[What this task involves]
Reproduce the data below word for word, line by line, without any changes.
╭─ Material shown
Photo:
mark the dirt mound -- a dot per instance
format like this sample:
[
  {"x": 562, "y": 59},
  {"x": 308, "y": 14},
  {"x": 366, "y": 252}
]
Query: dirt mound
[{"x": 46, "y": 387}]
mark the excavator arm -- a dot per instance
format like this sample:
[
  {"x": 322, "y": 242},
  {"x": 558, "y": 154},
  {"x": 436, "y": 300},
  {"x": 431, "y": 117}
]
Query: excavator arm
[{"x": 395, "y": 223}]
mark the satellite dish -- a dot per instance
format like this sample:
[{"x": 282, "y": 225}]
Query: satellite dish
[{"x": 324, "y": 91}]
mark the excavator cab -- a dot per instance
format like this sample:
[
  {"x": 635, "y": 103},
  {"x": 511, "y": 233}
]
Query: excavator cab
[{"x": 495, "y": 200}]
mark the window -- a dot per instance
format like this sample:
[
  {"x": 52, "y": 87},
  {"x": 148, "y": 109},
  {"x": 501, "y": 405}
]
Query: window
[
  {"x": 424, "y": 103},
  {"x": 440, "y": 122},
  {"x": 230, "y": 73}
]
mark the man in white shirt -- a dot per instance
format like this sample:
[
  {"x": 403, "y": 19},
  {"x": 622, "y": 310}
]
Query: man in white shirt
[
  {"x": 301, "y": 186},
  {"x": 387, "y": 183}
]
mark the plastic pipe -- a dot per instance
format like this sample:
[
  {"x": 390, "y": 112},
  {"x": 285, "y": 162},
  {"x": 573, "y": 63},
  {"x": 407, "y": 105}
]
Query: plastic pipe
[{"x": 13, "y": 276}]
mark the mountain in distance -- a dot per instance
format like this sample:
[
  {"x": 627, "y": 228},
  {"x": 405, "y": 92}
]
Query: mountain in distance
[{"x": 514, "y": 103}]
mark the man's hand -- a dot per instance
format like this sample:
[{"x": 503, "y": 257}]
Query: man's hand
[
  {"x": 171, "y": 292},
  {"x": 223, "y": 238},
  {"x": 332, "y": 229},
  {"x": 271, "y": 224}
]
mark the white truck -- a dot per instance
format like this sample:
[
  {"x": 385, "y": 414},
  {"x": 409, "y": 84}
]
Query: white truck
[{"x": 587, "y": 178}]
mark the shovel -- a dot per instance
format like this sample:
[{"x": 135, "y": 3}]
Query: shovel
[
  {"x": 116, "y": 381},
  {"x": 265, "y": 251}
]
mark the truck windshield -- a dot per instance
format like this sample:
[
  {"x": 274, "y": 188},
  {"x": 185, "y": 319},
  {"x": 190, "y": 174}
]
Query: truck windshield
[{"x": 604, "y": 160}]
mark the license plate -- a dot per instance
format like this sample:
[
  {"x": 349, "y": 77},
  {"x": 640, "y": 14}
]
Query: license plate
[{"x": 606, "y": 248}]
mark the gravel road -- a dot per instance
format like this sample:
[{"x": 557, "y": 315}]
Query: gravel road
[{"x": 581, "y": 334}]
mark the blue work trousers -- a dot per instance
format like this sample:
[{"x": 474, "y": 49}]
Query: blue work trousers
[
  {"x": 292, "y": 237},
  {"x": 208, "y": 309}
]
╰─
[Solution to this task]
Photo:
mark the dirt mound -- a dot per instance
format like this sample:
[
  {"x": 562, "y": 59},
  {"x": 308, "y": 14},
  {"x": 366, "y": 252}
]
Query: dirt mound
[{"x": 46, "y": 387}]
mark the excavator arm -- a dot per instance
format like this sample:
[
  {"x": 322, "y": 242},
  {"x": 558, "y": 154},
  {"x": 436, "y": 300},
  {"x": 431, "y": 117}
]
Query: excavator arm
[{"x": 395, "y": 223}]
mark the satellite dish -- a dot per instance
format like this sample:
[{"x": 282, "y": 225}]
Query: satellite dish
[{"x": 324, "y": 91}]
mark the excavator cab -- a dot per instance
format like this sample:
[
  {"x": 635, "y": 103},
  {"x": 511, "y": 233}
]
Query: excavator cab
[{"x": 495, "y": 200}]
mark the window -- a dot per instance
format like this sample:
[
  {"x": 52, "y": 87},
  {"x": 148, "y": 109},
  {"x": 501, "y": 405}
]
Query: window
[
  {"x": 424, "y": 103},
  {"x": 440, "y": 122},
  {"x": 230, "y": 73}
]
mark the man in white shirt -- a dot per instance
format like this sample:
[
  {"x": 403, "y": 19},
  {"x": 622, "y": 310}
]
Query: man in white shirt
[
  {"x": 301, "y": 186},
  {"x": 387, "y": 183}
]
mark the plastic pipe -- a dot per instance
format like this sample:
[
  {"x": 390, "y": 112},
  {"x": 285, "y": 162},
  {"x": 573, "y": 63},
  {"x": 407, "y": 105}
]
Query: plastic pipe
[{"x": 13, "y": 276}]
mark the mountain in distance -- a dot per instance
format like this sample:
[
  {"x": 627, "y": 228},
  {"x": 405, "y": 92}
]
Query: mountain in distance
[{"x": 514, "y": 103}]
mark the man's hand -- a dot per instance
format like this sample:
[{"x": 503, "y": 257}]
Query: man's hand
[
  {"x": 171, "y": 292},
  {"x": 223, "y": 238},
  {"x": 332, "y": 229},
  {"x": 271, "y": 224}
]
mark the white truck -- a dot per instance
format like this sample:
[
  {"x": 385, "y": 414},
  {"x": 409, "y": 84}
]
Query: white truck
[{"x": 587, "y": 178}]
mark the shovel -- a dot per instance
format like this sample:
[{"x": 135, "y": 3}]
Query: shovel
[
  {"x": 116, "y": 381},
  {"x": 265, "y": 251}
]
mark the truck windshield -- a dot per instance
format like this sample:
[
  {"x": 274, "y": 188},
  {"x": 185, "y": 319},
  {"x": 190, "y": 174}
]
Query: truck windshield
[{"x": 604, "y": 160}]
mark the license plate -- a dot per instance
format like this sample:
[
  {"x": 349, "y": 77},
  {"x": 640, "y": 14}
]
Query: license plate
[{"x": 606, "y": 248}]
mark the gravel road -- a dot per instance
format like this sample:
[{"x": 557, "y": 315}]
Query: gravel road
[{"x": 581, "y": 334}]
mark the blue work trousers -- a dot per instance
format like this sample:
[{"x": 474, "y": 49}]
Query: blue work trousers
[
  {"x": 292, "y": 237},
  {"x": 208, "y": 309}
]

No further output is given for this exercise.